**About this exercise**
Make an exact transcription of the data below.

-*-

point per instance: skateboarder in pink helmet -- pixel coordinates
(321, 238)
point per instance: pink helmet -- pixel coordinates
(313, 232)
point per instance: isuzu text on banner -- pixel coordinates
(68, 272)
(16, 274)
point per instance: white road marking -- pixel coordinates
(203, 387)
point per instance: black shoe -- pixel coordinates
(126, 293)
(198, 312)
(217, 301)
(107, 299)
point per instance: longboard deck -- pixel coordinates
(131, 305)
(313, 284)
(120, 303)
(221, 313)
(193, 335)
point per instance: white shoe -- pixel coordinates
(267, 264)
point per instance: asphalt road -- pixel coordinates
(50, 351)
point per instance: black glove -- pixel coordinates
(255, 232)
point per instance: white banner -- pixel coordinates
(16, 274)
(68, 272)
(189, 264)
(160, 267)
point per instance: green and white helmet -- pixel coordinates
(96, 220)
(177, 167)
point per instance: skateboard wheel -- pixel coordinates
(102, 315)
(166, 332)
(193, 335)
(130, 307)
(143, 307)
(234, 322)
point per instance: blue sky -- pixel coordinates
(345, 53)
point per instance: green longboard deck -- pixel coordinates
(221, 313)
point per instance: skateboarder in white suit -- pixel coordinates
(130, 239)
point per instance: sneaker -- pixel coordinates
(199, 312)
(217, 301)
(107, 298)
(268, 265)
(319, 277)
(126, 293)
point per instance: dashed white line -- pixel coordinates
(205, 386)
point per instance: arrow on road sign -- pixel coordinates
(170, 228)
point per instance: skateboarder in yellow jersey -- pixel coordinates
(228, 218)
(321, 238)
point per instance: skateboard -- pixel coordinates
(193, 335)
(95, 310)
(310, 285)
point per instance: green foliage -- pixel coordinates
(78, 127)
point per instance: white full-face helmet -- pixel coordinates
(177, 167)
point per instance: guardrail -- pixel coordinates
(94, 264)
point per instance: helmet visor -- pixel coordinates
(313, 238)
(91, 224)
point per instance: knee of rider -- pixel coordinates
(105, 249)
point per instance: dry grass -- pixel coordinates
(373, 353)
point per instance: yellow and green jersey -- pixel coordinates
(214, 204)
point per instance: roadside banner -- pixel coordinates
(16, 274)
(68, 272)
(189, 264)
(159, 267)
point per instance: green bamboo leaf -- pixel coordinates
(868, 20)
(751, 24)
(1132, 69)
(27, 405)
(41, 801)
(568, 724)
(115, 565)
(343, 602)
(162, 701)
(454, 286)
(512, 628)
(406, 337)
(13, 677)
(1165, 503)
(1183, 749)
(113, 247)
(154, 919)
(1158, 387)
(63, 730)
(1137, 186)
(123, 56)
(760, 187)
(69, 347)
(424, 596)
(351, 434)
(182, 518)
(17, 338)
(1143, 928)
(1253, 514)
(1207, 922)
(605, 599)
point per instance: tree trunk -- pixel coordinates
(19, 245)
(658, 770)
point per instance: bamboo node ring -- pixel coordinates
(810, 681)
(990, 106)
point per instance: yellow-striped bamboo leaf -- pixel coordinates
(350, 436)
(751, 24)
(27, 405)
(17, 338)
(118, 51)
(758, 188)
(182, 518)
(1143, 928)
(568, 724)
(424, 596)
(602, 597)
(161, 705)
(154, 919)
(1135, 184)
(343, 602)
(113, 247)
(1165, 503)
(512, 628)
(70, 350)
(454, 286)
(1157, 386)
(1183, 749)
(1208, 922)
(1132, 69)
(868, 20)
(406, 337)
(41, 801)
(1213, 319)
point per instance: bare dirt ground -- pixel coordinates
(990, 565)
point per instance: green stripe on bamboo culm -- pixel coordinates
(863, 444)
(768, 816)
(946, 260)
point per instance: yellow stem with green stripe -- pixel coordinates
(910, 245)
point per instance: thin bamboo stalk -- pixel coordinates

-*-

**Reply to the task**
point per instance: skateboarder in pink helmet -- pixel coordinates
(321, 238)
point per instance: pink helmet -- pixel coordinates
(313, 232)
point per instance: isuzu text on banner -- pixel coordinates
(68, 272)
(16, 274)
point per instance: white road marking -- pixel coordinates
(203, 387)
point per instance: black shoe -- pixel coordinates
(126, 293)
(198, 312)
(217, 301)
(107, 299)
point per instance: longboard deck -- pixel coordinates
(131, 305)
(313, 284)
(120, 303)
(221, 313)
(193, 335)
point per instance: white shoe -- pixel coordinates
(267, 264)
point per instance: asphalt road -- pixel coordinates
(50, 351)
point per instance: black glove -- pixel coordinates
(255, 232)
point per instance: white banner -- pixel coordinates
(16, 274)
(68, 272)
(189, 264)
(160, 267)
point per instance: green and white helmet -- pixel coordinates
(96, 220)
(177, 167)
point per instance: skateboard wheel -- pixel coordinates
(102, 315)
(166, 332)
(193, 335)
(130, 307)
(143, 307)
(234, 322)
point per instance: blue sky -- pixel coordinates
(345, 53)
point per instance: green longboard deck -- pixel coordinates
(221, 313)
point per instance: skateboarder in white suit -- pixel coordinates
(130, 239)
point per instance: sneaker -- pixel coordinates
(199, 312)
(217, 301)
(107, 298)
(268, 265)
(319, 277)
(126, 293)
point per instance: dashed white line -- pixel coordinates
(205, 386)
point per instance: arrow on road sign -- pixel coordinates
(170, 228)
point per instance: skateboarder in yellow jersey -- pixel coordinates
(228, 218)
(321, 238)
point per instance: skateboard -- pixel coordinates
(193, 335)
(95, 310)
(310, 285)
point per instance: green foliage -- pixel coordinates
(78, 127)
point per instance: white full-face helmet -- pixel coordinates
(177, 167)
point per instance: guardrail -- pixel coordinates
(94, 264)
point per instance: helmet visor -- pixel coordinates
(313, 238)
(91, 224)
point per instance: knee of rider -- pixel coordinates
(105, 249)
point per instance: dry grass -- pixel coordinates
(373, 353)
point per instance: yellow and green jersey -- pixel coordinates
(214, 204)
point per instance: roadside banner -- pixel coordinates
(16, 274)
(68, 272)
(189, 264)
(159, 267)
point per instance: green bamboo leaf -- pixel coordinates
(868, 20)
(751, 24)
(1132, 69)
(27, 405)
(41, 801)
(568, 724)
(115, 565)
(343, 602)
(162, 701)
(454, 286)
(512, 628)
(406, 337)
(13, 677)
(1165, 503)
(1183, 749)
(113, 247)
(154, 919)
(1158, 387)
(63, 730)
(1137, 186)
(123, 56)
(760, 187)
(69, 347)
(424, 596)
(351, 434)
(182, 518)
(17, 338)
(1143, 928)
(1253, 514)
(1207, 922)
(605, 599)
point per instance: tree trunk -- pixel coordinates
(19, 245)
(658, 770)
point per instance: bamboo node ring -- pixel coordinates
(810, 681)
(990, 106)
point per instance: yellow-striped bamboo leaf -- pixel coordinates
(350, 436)
(751, 24)
(27, 405)
(17, 338)
(118, 51)
(758, 188)
(182, 518)
(1143, 928)
(568, 724)
(424, 596)
(602, 597)
(161, 705)
(154, 919)
(1135, 184)
(343, 602)
(113, 247)
(1165, 503)
(512, 628)
(70, 350)
(454, 286)
(1157, 386)
(1183, 749)
(1208, 922)
(1132, 69)
(868, 20)
(406, 337)
(41, 801)
(1213, 319)
point per instance: bare dirt ground -- pixel coordinates
(990, 565)
point per instance: green stripe on bamboo culm -- pixel coordinates
(863, 444)
(768, 816)
(946, 260)
point per instance: yellow stem with green stripe -- pixel coordinates
(910, 245)
point per instance: thin bamboo stalk -- pixel coordinates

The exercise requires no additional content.